[AIM]:
Please copy every line of the records below word for word, leaving out the pictures.

[STORED DATA]:

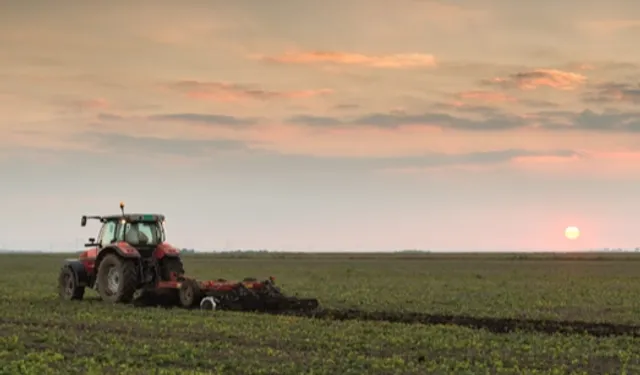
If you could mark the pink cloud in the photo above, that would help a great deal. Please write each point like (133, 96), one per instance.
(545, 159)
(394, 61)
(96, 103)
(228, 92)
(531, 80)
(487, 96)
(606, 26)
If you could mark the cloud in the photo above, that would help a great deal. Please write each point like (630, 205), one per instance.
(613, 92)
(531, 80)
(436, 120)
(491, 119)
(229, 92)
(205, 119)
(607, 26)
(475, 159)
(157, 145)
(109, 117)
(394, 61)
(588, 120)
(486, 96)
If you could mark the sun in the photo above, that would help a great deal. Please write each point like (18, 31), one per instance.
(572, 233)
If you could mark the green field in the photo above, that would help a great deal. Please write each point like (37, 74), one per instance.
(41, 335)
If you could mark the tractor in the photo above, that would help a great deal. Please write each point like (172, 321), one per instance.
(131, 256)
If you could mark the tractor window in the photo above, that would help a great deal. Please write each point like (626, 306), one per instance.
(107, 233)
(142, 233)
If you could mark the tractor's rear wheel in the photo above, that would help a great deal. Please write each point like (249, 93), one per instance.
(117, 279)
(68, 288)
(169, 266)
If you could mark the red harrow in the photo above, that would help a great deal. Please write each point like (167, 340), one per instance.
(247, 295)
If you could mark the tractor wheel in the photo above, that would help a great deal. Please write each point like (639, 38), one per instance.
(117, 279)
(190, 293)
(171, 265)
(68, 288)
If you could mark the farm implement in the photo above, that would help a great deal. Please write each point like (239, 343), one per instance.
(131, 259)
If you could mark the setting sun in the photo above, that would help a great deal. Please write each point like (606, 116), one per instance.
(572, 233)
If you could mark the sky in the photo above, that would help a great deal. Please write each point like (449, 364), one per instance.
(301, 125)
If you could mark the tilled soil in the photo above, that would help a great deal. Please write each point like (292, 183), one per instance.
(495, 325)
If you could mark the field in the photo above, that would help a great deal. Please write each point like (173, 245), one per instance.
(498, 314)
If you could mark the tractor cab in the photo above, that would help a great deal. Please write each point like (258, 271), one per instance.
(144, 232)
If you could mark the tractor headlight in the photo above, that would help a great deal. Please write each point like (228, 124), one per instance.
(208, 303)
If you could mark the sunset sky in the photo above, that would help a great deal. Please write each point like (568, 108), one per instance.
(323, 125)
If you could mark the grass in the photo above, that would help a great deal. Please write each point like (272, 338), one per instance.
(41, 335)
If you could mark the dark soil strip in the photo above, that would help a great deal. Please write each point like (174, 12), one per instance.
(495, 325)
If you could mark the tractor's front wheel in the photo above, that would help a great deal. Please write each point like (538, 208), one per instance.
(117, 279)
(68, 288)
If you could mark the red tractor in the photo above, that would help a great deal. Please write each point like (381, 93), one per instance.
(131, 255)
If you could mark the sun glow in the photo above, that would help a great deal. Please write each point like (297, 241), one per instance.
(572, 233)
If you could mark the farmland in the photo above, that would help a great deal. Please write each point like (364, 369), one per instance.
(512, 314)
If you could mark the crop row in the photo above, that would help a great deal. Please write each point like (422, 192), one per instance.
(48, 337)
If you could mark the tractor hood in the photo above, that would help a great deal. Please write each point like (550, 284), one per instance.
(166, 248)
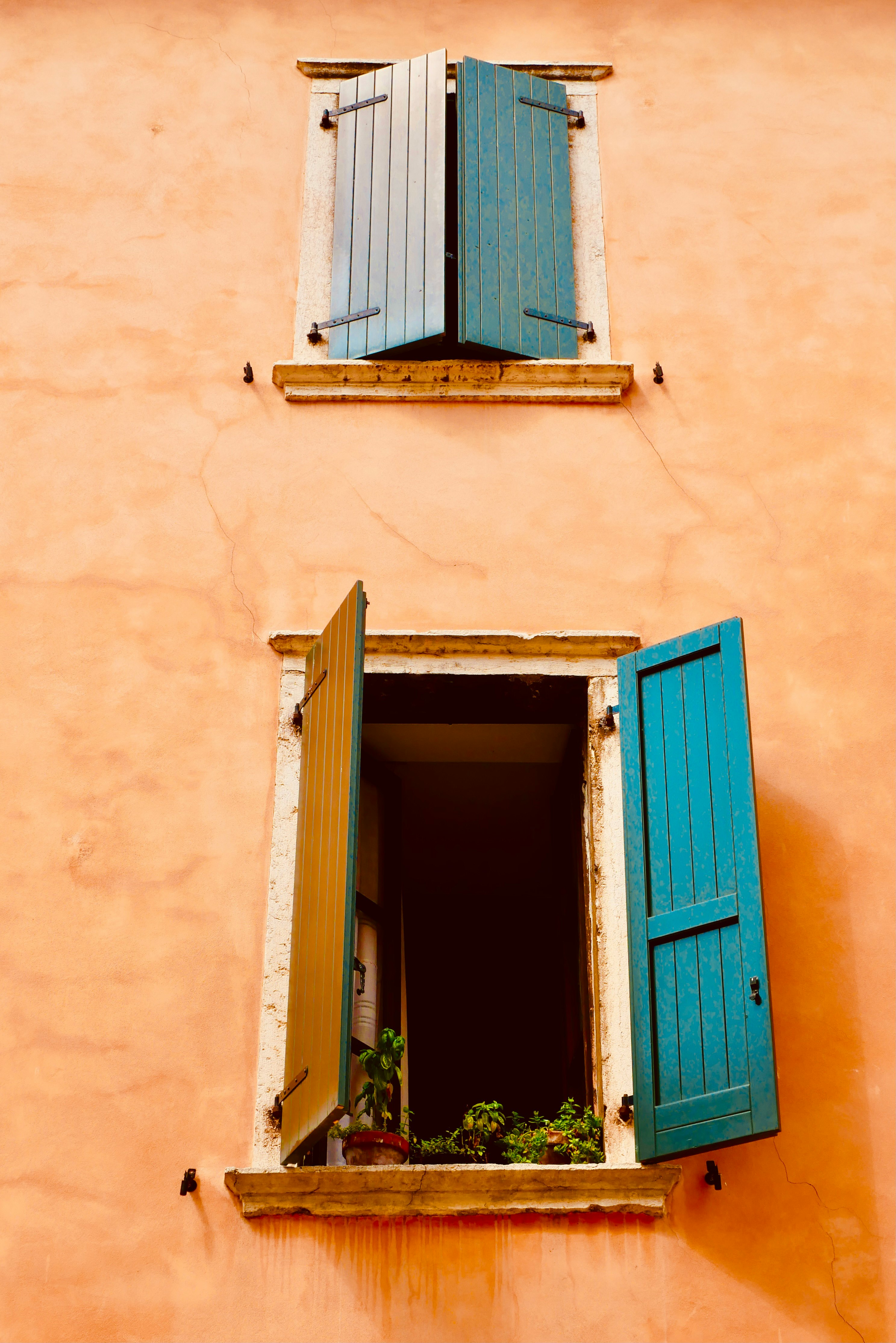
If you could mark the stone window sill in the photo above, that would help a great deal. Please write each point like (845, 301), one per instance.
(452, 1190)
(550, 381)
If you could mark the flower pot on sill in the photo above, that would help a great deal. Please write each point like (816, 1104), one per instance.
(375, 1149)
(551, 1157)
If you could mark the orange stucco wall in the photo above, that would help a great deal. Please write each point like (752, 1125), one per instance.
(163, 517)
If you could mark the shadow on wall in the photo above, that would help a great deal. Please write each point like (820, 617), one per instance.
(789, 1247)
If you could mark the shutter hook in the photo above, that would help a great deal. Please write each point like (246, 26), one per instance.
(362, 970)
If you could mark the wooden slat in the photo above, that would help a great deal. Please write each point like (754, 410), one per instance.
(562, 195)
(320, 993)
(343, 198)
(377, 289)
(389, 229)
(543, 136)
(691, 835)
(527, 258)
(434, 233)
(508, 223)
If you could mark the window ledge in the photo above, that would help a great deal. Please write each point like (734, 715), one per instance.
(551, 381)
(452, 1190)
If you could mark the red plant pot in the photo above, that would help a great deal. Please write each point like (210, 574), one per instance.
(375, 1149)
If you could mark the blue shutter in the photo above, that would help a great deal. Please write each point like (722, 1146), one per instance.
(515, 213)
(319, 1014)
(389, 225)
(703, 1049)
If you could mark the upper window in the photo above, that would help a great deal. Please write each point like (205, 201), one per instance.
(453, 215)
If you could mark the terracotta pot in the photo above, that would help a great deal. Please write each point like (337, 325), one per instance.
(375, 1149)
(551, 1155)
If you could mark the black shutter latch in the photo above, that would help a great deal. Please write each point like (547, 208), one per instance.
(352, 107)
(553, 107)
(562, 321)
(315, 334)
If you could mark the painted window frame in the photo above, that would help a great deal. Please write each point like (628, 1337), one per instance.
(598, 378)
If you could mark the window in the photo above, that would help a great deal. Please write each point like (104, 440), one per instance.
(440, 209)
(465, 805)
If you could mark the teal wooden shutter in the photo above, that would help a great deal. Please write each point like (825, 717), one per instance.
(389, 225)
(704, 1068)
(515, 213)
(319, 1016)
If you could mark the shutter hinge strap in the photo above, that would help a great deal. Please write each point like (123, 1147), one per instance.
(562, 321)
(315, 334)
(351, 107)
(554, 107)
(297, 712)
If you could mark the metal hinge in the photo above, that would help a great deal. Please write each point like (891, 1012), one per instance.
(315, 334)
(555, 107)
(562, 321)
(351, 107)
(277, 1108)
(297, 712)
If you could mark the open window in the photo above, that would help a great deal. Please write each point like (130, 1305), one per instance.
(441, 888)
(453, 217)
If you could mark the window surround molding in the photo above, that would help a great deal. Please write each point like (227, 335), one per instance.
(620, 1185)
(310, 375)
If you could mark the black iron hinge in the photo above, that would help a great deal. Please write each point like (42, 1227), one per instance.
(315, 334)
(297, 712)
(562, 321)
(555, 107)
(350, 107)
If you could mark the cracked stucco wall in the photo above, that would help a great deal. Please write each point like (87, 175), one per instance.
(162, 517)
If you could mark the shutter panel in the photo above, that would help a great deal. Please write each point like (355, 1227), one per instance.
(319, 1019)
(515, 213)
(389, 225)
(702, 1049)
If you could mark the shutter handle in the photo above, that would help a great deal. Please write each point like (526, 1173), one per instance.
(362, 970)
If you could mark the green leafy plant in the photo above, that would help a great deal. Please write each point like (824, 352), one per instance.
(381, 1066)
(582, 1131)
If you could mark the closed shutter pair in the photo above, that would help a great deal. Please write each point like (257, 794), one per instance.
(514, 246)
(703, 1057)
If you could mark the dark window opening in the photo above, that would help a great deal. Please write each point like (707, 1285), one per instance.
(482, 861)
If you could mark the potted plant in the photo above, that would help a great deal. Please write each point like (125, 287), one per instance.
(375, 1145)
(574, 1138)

[RESULT]:
If you could mark the pink cloud in the photo above, that would help a great deal. Please write each point like (133, 96), one per instance.
(545, 159)
(394, 61)
(96, 103)
(228, 92)
(531, 80)
(487, 96)
(606, 26)
If you could mark the cloud in the photo above, that would help a great deal. Please write each point like (630, 205), one per instance.
(613, 92)
(531, 80)
(436, 120)
(491, 119)
(229, 92)
(205, 119)
(607, 26)
(475, 159)
(157, 145)
(109, 117)
(394, 61)
(588, 120)
(486, 96)
If you could mark the sun in the photo above, that would help a great deal. Please write each point like (18, 31), one per instance.
(572, 233)
If you could mark the green field in the photo above, that would help a great deal. Please write each point like (37, 74), one per instance.
(41, 335)
If you could mark the tractor in the photo above, that would help a great deal. Please write each point like (172, 321), one per instance.
(131, 256)
If you could mark the tractor window in the photo above, that would help a great deal. Please write each point like (626, 306), one per instance.
(107, 233)
(142, 233)
If you could mark the tractor's rear wheel in the photo above, that would help a great deal. Please write each point like (249, 93), one per instance.
(117, 279)
(68, 288)
(169, 266)
If you could mark the red harrow in the photo above, that would help a great deal. Please write each point like (167, 340), one per instance.
(247, 295)
If you could mark the tractor wheel in the photo above, that would help a great deal. Please write each point like (639, 38), one per instance.
(117, 279)
(190, 293)
(171, 265)
(68, 288)
If you could mark the farm implement in the photo above, that would help a great deal. Please write each point like (239, 343), one per instance.
(131, 259)
If you could mark the setting sun in the photo above, that would help a great deal. Please write each point like (606, 116), one per instance.
(572, 233)
If you could mark the sky in the photo above, that would help a great deal. Please write each point like (449, 364), one per instance.
(301, 125)
If you could mark the tilled soil in the photo above, that would help a great deal. Please write each point like (292, 183), one per instance.
(495, 325)
If you could mark the field in the photo above, that would help a great deal. Please write each point like (173, 245), one per instance.
(498, 314)
If you could mark the tractor cab in the photo above, that would help a great deal. Please write each point like (258, 271), one per instance.
(144, 232)
If you could mark the tractor headlight in the photo above, that would help a great deal. Please write each point like (228, 124), one per instance.
(208, 303)
If you could mark the sunset sky in the photo above, that would help a great deal. Please write each point like (568, 108), one per instance.
(323, 125)
If you could mark the grass in the photo above, that would help a great deal. Please write each point like (272, 338), one per instance.
(41, 335)
If you could mark the dark soil strip in the photo above, that would help a great deal. Please write each point like (174, 12), one per instance.
(495, 325)
If you could mark the tractor's front wheel in the photo above, that would help a great deal. Please write each point like (538, 208), one per instance.
(117, 279)
(68, 288)
If you could mark the red tractor in the photo above, that would help a great deal. Please write each point like (381, 93), one per instance.
(131, 255)
If you could mark the sun glow in the photo above, that would help a great deal. Please write each point like (297, 241), one per instance.
(572, 233)
If you could mark the farmland in the photo above, that would help a great deal. Please write each point like (364, 369), one per instance.
(512, 314)
If you could mark the crop row in the photo above, that would help a great deal. Please write each point like (422, 192), one per instance.
(48, 337)
If you could mark the tractor hood in the photo above, that would help a great deal. Please write each point like (550, 284), one per instance.
(166, 248)
If you could mark the stone window sill in the photo above, that would help a great deal. Please write each point like (845, 301), one per instance.
(452, 1190)
(550, 381)
If you could mark the flower pot on sill in the photo above, that would help a great deal. Please write each point like (816, 1104), one per instance.
(375, 1149)
(551, 1157)
If you could mark the orange stucco wall in the photo above, that would help a great deal. Please write each point like (752, 1125), one per instance.
(163, 517)
If you could mark the shadow on wall in the photo above, that would help a great deal. Please write each point like (820, 617), one per instance.
(789, 1247)
If you could mark the shutter hook in the photo above, that would help a great deal. Please write each point like (246, 26), one per instance.
(362, 970)
If you could mark the wooden slat in the photo above, that would help a great deal. Please write each point like (754, 410), one per instance.
(562, 195)
(320, 993)
(343, 198)
(377, 289)
(389, 229)
(543, 136)
(691, 835)
(527, 258)
(434, 233)
(508, 223)
If you could mark the window ledge in the photo above, that would help a great deal. Please write each point like (734, 715), one per instance.
(551, 381)
(452, 1190)
If you could mark the red plant pot in the photo above, that would help a great deal. Please write each point like (210, 574), one per instance.
(375, 1149)
If you could mark the blue shutter in the photo above, that would help a great deal. Please write each point like (722, 1146), one per instance.
(515, 213)
(319, 1014)
(389, 225)
(703, 1049)
If you could mark the upper window in the photo above, that would help a great deal. Please write each point like (205, 201), one per instance.
(453, 215)
If you could mark the terracotta pot in the photo above, that would help a great deal. Please write each point like (337, 325), one per instance.
(375, 1149)
(551, 1155)
If you could mark the black shutter latch in the photo above, that would help a great deal. Please write each point like (547, 208), one per instance.
(352, 107)
(553, 107)
(562, 321)
(315, 334)
If you could mark the painted window frame in the photo above, that would help a great deal. Please write each point like (628, 1337), one per instance.
(598, 378)
If you could mark the window in the photo above, that would help a great deal. Please write each point like (104, 440), one per instance.
(440, 209)
(465, 805)
If you could mark the teal wooden shutter in the photo above, that would help a great deal. Please write each point like (825, 717), one per instance.
(389, 225)
(704, 1068)
(515, 213)
(319, 1016)
If you could mark the shutter hinge strap in the photo above, that would help a great deal. Please write each point like (123, 1147), one per instance.
(562, 321)
(315, 334)
(351, 107)
(554, 107)
(297, 712)
If you could mark the metal hinge in the photo above, that would help a great deal. Please write each point like (891, 1012), one per instance.
(315, 334)
(555, 107)
(562, 321)
(351, 107)
(277, 1108)
(297, 712)
If you could mark the open window in the photo above, that would help a great deal. Please write each point like (130, 1305), one per instance.
(441, 888)
(453, 217)
If you could mark the window surround molding in the photo above, that would help a great deal. Please write each point like (227, 335), one per instance.
(620, 1185)
(310, 375)
If you could mark the black iron hinge in the photo above, that would help a great deal. Please write each point like (42, 1227), one per instance.
(315, 334)
(297, 712)
(562, 321)
(555, 107)
(350, 107)
If you could mark the cracked stucco wall in the photo above, that would help a great deal. Please write each point like (87, 175), one per instance.
(162, 517)
If you could mark the shutter panel in the photo above, that would help a great deal. Please write each point like (355, 1227), one per instance.
(319, 1019)
(515, 213)
(389, 225)
(702, 1049)
If you could mark the shutter handle in the photo above, that would help a great deal. Please write each point like (526, 1173), one per instance.
(362, 970)
If you could mark the green leafy plant in the photo above, that would help a great deal. Please write each point like (824, 352), one per instance.
(381, 1066)
(582, 1131)
If you could mark the closed shutter pair in the photo above, that would help a great deal. Please write each point like (257, 794), one per instance.
(514, 246)
(703, 1057)
If you could mark the dark window opening in the photo above, that would help a great deal. Please write each point like (707, 1285), one per instance.
(482, 861)
If you could mark the potted plant in the photo above, that would help a great deal. Please write each point like (125, 287), one per instance.
(375, 1145)
(574, 1138)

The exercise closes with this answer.